## THE REQUEST
State how many lines of the records below contain the string "outline", treating uppercase and lowercase as different, and give only the number.

[Begin MATERIAL FOR THE TASK]

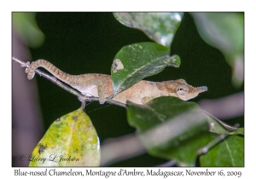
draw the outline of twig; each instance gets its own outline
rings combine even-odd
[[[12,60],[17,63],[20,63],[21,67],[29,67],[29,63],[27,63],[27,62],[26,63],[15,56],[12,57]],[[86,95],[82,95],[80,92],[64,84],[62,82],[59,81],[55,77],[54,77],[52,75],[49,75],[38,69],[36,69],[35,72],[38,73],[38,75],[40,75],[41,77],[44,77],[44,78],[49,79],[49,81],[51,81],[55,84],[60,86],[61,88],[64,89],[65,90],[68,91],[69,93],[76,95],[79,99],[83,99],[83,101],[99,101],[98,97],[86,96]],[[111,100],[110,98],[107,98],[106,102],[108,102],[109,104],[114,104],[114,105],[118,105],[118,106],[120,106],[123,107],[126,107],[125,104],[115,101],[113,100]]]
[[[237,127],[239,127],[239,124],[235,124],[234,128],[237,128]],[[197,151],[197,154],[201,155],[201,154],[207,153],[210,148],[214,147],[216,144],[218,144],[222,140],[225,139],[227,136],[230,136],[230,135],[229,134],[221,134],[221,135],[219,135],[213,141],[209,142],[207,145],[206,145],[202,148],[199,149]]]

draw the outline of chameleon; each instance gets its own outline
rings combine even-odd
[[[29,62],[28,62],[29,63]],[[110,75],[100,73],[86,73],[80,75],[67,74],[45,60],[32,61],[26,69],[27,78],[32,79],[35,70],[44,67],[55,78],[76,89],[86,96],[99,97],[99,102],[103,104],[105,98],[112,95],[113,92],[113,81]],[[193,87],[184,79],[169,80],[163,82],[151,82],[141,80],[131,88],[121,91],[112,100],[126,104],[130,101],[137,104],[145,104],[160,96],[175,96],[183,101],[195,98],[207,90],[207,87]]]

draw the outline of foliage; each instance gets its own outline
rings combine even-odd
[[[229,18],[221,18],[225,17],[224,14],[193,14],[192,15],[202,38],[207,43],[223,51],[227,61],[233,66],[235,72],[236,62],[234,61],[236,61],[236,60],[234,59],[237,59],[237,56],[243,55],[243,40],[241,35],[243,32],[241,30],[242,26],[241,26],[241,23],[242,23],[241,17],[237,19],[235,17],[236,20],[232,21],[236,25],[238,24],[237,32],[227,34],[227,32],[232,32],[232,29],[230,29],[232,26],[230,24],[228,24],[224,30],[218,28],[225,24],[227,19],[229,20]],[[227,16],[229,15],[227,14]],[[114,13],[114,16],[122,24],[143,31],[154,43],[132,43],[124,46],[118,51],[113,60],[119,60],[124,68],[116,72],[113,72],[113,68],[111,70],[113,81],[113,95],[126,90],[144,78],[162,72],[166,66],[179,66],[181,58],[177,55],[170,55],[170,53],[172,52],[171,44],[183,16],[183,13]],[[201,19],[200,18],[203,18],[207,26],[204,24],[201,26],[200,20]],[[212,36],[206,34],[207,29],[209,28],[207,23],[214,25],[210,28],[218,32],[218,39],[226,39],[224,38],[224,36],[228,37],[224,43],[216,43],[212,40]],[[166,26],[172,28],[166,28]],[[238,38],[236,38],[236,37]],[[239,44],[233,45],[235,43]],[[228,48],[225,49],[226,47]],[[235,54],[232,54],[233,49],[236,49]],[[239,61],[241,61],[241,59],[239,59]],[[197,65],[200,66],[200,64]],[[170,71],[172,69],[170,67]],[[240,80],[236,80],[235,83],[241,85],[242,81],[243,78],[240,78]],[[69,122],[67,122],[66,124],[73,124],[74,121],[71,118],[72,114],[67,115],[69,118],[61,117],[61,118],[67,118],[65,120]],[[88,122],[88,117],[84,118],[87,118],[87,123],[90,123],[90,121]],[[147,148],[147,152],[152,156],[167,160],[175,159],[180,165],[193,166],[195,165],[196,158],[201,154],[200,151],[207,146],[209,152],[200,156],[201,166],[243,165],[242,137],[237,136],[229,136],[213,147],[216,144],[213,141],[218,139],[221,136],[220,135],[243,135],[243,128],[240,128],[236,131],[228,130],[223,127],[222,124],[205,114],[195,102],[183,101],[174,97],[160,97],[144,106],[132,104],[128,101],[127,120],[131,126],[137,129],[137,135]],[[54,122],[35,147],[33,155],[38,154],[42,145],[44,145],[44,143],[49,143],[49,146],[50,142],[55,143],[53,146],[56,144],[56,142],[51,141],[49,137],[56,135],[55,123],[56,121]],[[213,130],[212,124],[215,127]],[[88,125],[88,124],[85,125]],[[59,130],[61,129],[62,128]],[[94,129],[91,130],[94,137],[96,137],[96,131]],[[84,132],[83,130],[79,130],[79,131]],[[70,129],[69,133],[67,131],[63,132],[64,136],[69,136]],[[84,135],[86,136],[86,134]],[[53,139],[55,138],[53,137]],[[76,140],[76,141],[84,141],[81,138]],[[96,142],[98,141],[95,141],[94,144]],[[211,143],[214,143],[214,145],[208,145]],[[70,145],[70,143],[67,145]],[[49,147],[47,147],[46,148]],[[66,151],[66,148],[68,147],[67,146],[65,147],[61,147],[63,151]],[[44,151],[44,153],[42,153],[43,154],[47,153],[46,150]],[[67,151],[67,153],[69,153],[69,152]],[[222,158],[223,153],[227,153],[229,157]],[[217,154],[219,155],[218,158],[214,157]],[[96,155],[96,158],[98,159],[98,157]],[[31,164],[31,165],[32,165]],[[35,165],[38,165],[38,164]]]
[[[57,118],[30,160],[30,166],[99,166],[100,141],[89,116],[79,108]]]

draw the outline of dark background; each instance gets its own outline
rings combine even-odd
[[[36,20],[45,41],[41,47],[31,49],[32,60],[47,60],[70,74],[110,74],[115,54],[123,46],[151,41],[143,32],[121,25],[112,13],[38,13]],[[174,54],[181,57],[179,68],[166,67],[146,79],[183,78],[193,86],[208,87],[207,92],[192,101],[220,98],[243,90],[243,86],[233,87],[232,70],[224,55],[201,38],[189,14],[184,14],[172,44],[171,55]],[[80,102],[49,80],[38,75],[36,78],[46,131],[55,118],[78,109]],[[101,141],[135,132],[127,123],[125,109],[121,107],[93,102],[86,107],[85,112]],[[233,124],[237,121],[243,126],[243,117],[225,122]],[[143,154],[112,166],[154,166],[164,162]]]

[End MATERIAL FOR THE TASK]

## COMPLETE OUTPUT
4